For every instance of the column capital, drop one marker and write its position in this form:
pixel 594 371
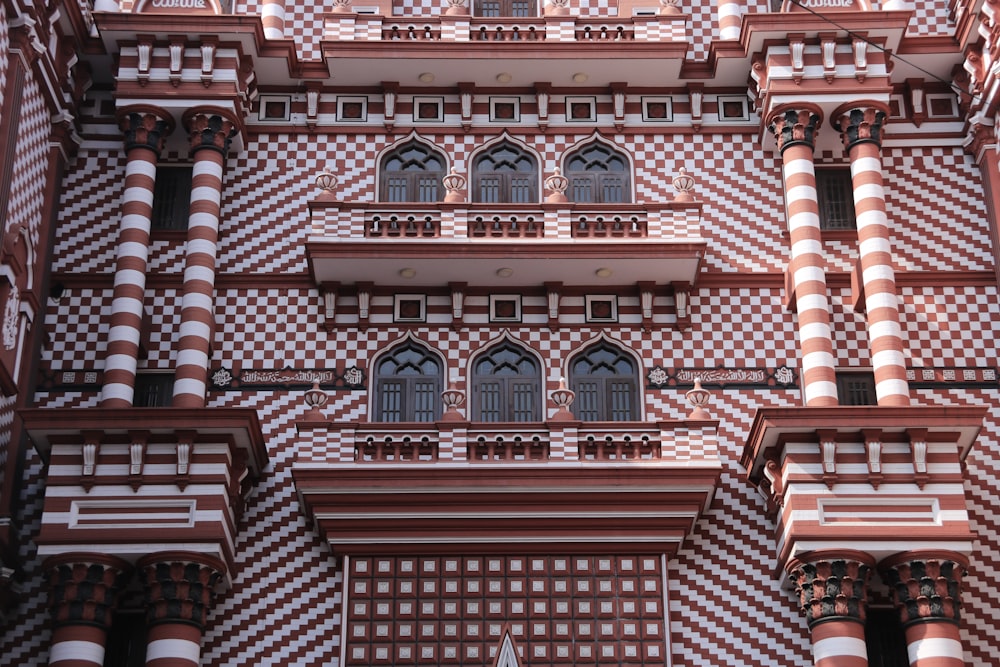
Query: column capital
pixel 832 585
pixel 145 127
pixel 209 128
pixel 179 586
pixel 83 587
pixel 794 125
pixel 926 586
pixel 860 122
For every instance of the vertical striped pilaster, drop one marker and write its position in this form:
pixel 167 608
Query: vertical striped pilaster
pixel 210 136
pixel 927 588
pixel 794 131
pixel 83 590
pixel 730 17
pixel 144 134
pixel 833 593
pixel 179 588
pixel 861 130
pixel 272 14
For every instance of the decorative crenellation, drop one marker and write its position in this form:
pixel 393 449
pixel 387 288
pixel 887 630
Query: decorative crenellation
pixel 145 130
pixel 179 586
pixel 83 587
pixel 861 125
pixel 925 587
pixel 795 126
pixel 835 588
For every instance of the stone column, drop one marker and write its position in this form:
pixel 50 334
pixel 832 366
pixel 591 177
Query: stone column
pixel 179 590
pixel 795 130
pixel 144 136
pixel 83 589
pixel 861 130
pixel 210 136
pixel 833 592
pixel 926 588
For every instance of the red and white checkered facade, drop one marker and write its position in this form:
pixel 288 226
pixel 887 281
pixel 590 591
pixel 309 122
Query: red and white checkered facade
pixel 305 535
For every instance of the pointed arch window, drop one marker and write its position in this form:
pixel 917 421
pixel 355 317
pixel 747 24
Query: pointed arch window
pixel 598 174
pixel 606 385
pixel 507 385
pixel 412 173
pixel 408 385
pixel 506 174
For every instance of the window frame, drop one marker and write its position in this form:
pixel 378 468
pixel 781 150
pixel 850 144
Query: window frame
pixel 407 387
pixel 507 408
pixel 602 409
pixel 411 178
pixel 505 185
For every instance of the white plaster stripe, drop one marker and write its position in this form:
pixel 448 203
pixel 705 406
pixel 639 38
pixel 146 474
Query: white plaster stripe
pixel 159 649
pixel 77 649
pixel 831 647
pixel 934 647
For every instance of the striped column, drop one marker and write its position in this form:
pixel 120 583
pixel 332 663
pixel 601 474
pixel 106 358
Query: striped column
pixel 927 591
pixel 730 18
pixel 83 589
pixel 272 15
pixel 794 130
pixel 861 129
pixel 833 593
pixel 144 137
pixel 210 135
pixel 179 590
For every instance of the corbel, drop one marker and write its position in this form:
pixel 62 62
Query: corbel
pixel 682 302
pixel 542 93
pixel 390 91
pixel 828 48
pixel 465 94
pixel 618 92
pixel 185 443
pixel 828 452
pixel 136 457
pixel 873 451
pixel 797 49
pixel 553 292
pixel 176 51
pixel 918 449
pixel 457 303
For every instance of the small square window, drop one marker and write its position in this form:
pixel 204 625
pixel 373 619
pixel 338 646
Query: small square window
pixel 733 108
pixel 505 308
pixel 428 109
pixel 352 109
pixel 505 109
pixel 274 108
pixel 410 308
pixel 581 109
pixel 602 308
pixel 657 109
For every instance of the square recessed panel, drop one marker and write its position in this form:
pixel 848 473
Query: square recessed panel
pixel 602 308
pixel 428 109
pixel 274 108
pixel 505 110
pixel 352 109
pixel 505 308
pixel 410 308
pixel 657 109
pixel 733 108
pixel 581 109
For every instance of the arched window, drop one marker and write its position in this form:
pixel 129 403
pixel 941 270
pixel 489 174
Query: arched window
pixel 507 385
pixel 506 174
pixel 408 385
pixel 604 380
pixel 412 173
pixel 598 174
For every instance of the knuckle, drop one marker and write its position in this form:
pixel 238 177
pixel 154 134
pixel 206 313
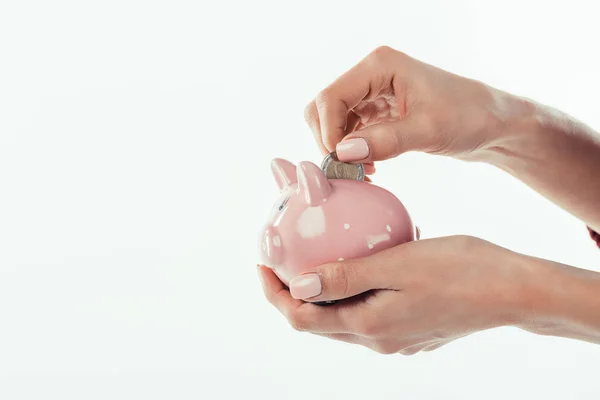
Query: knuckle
pixel 410 351
pixel 324 98
pixel 382 52
pixel 310 113
pixel 300 321
pixel 385 348
pixel 297 323
pixel 465 243
pixel 339 278
pixel 368 327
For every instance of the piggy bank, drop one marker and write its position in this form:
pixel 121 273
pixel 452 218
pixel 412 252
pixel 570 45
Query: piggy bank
pixel 317 220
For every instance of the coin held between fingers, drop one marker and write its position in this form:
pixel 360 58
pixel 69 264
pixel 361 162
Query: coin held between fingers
pixel 336 169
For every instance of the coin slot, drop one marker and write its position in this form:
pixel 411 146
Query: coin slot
pixel 284 203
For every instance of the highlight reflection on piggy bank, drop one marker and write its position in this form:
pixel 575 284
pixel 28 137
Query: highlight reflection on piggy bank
pixel 316 221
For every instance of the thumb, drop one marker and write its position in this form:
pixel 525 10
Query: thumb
pixel 340 280
pixel 386 140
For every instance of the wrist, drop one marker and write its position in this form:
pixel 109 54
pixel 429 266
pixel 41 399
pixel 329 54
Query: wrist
pixel 558 300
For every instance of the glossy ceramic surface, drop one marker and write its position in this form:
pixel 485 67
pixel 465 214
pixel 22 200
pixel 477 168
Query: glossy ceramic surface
pixel 315 220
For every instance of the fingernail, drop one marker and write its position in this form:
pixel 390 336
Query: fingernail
pixel 354 149
pixel 305 286
pixel 369 169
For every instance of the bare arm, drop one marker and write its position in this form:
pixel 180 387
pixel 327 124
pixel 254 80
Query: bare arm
pixel 555 155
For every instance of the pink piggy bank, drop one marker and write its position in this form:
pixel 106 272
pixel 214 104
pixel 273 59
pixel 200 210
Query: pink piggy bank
pixel 316 221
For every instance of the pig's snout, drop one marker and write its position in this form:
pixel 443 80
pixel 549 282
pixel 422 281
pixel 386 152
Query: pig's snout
pixel 270 245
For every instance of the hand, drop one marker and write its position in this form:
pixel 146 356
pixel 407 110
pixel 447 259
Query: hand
pixel 390 103
pixel 413 297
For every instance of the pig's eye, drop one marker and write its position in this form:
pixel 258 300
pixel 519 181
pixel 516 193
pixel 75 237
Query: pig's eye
pixel 284 203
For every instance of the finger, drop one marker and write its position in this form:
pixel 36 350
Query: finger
pixel 352 121
pixel 341 280
pixel 369 168
pixel 368 77
pixel 436 345
pixel 387 140
pixel 342 337
pixel 311 116
pixel 301 315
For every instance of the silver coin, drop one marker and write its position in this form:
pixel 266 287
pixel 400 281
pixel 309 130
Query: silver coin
pixel 336 169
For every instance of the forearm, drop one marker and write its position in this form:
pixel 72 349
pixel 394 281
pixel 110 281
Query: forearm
pixel 559 300
pixel 552 153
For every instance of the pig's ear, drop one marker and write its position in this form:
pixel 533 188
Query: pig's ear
pixel 284 172
pixel 312 183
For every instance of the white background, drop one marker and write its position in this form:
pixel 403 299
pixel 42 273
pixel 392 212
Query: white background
pixel 135 140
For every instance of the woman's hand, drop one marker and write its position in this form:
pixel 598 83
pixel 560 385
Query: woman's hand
pixel 390 103
pixel 424 294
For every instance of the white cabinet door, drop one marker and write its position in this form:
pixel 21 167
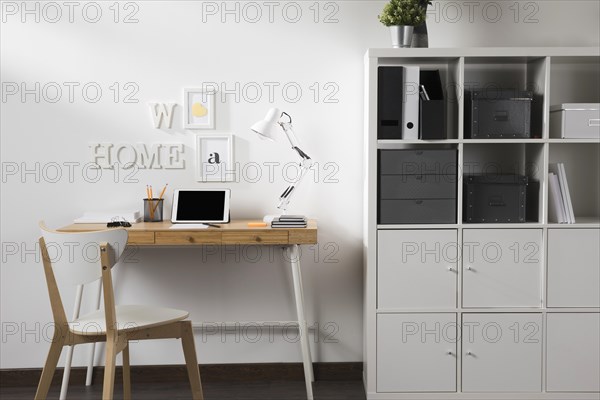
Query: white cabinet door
pixel 502 267
pixel 573 352
pixel 502 352
pixel 416 352
pixel 573 268
pixel 417 268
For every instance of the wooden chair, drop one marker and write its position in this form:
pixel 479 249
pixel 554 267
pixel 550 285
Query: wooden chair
pixel 80 258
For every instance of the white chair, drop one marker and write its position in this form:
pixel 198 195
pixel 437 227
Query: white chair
pixel 80 258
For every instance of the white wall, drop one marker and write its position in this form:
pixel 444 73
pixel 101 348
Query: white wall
pixel 168 49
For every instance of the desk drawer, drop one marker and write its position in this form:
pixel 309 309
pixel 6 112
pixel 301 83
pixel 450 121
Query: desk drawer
pixel 187 237
pixel 140 238
pixel 266 237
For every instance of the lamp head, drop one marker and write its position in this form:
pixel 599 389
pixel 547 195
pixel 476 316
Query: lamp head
pixel 267 128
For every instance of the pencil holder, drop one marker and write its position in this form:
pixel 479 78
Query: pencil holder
pixel 153 210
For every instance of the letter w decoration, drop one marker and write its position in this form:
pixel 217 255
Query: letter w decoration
pixel 162 113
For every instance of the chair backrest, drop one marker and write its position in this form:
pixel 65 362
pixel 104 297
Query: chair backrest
pixel 74 258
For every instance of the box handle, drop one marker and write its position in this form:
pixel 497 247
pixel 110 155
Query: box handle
pixel 501 116
pixel 496 201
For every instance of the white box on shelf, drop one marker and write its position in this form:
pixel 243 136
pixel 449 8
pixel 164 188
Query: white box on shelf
pixel 575 121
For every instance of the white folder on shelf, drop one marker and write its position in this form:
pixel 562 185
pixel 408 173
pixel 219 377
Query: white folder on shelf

* * * * *

Repeat exactly, and only, the lines of the records above, starting with the line that contains "For every instance of the chair" and ending with the final line, both included.

For every instance of the chair backrest, drop one marker and write its position in this form:
pixel 65 362
pixel 104 297
Query: chair backrest
pixel 74 258
For every instance of the box handle, drop one marker and write its position in this form:
pixel 497 247
pixel 110 155
Query: box handle
pixel 501 116
pixel 496 201
For every instance of the white box on shelf, drop one marker and write its position in this form:
pixel 243 136
pixel 449 8
pixel 164 188
Query: white box on shelf
pixel 575 121
For every instance of the white folder on shelf, drop one marker and write its position in this form:
pixel 562 185
pixel 408 173
pixel 219 377
Query: white folder on shelf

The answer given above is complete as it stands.